WHAT THE TASK ASKS:
Quote the stretch of the lighthouse problem write-up from "Here’s a statement" through "the α-β plane.", reproducing it verbatim.

Lighthouse Problem

The lighthouse problem was a computational physics lab assignment that I decided to go above and beyond for. Below is a summary of the problem and my solution.

The Problem

Here’s a statement of the the problem, adapted from the Ph21 assignment:

There is a defective lighthouse located at a position α along the shore and a distance β out to sea (see figure above). The lighthouse emits highly collimated ﬂashes at random times and at random azimuths (a good lighthouse emits ﬂashes at regular intervals, usually due to rotation of the lighthouse beam). A dense array of photodetectors is set up along the shore and each ﬂash is recorded by a single photodetector. The data consist of the position $x_k$ of the illuminated photodector for the $k$ th flash.
Consider the case where neither α nor β are known beforehand. Calculate the distributions of the logarithm of the posterior probability for a grid of α and β values. Then plot the 2-dimensional distribution of the posterior distribution as a contour plot in the α-β plane.

Solution

As you might’ve guessed from the use of the word “posterior”, the main idea is to use Bayesian statistics to infer the lighthouse’s position based on a string of photodetector data. From Bayes’ theorem:

$P(h \vert e) = \frac{P(e \vert h)P(h)}{P(e)}$

where $P(h \vert e)$ is the posterior probability assigned to some hypothesis h based on some set of evidence e, $P(h)$ is the prior probability assigned to h (prior to observing e), and $P(e \vert h)$ is the likelihood of observing evidence e given that h is true. $P(e)$ just amounts to a normalization factor on the posterior distribution; I don’t know of any cool name for it.

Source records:
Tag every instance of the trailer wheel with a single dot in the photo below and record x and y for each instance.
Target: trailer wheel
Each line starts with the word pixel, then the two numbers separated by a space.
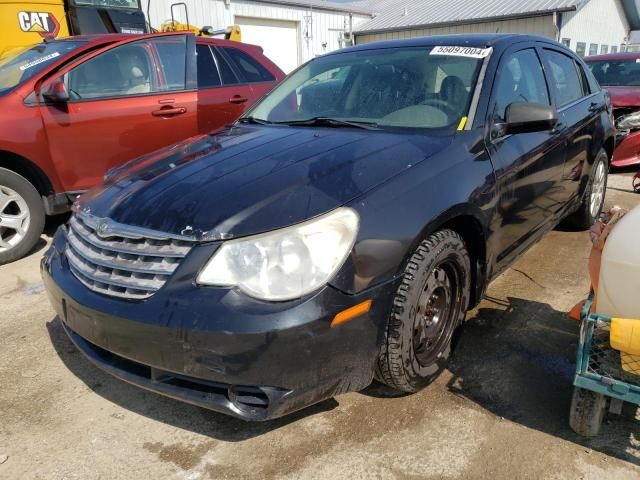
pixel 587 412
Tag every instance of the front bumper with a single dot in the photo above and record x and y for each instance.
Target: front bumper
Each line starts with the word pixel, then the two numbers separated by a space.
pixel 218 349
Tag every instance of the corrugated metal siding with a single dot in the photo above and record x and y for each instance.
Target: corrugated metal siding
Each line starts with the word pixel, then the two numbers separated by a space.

==

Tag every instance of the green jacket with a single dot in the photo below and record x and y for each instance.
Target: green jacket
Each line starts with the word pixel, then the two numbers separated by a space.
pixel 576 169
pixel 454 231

SOLUTION TO THE EXERCISE:
Here’s a statement of the the problem, adapted from the Ph21 assignment:

There is a defective lighthouse located at a position α along the shore and a distance β out to sea (see figure above). The lighthouse emits highly collimated ﬂashes at random times and at random azimuths (a good lighthouse emits ﬂashes at regular intervals, usually due to rotation of the lighthouse beam). A dense array of photodetectors is set up along the shore and each ﬂash is recorded by a single photodetector. The data consist of the position $x_k$ of the illuminated photodector for the $k$ th flash.
Consider the case where neither α nor β are known beforehand. Calculate the distributions of the logarithm of the posterior probability for a grid of α and β values. Then plot the 2-dimensional distribution of the posterior distribution as a contour plot in the α-β plane.